━━━ Stored rows
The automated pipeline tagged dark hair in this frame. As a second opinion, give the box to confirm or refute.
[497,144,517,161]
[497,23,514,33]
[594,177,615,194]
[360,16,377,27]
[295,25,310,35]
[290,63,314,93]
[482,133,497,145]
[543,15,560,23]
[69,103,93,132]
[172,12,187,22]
━━━━━━
■ **Required work**
Could you reproduce the records above, swapping "dark hair" for "a black hat" and leaving everything else untouched?

■ **Completed exercise**
The automated pipeline tagged a black hat in this frame. As a second opinion, give the box to confirm or refute.
[497,144,517,161]
[497,23,514,33]
[594,177,615,194]
[360,16,377,27]
[295,25,310,35]
[290,63,314,93]
[482,133,497,145]
[543,15,560,23]
[69,103,93,132]
[172,12,187,22]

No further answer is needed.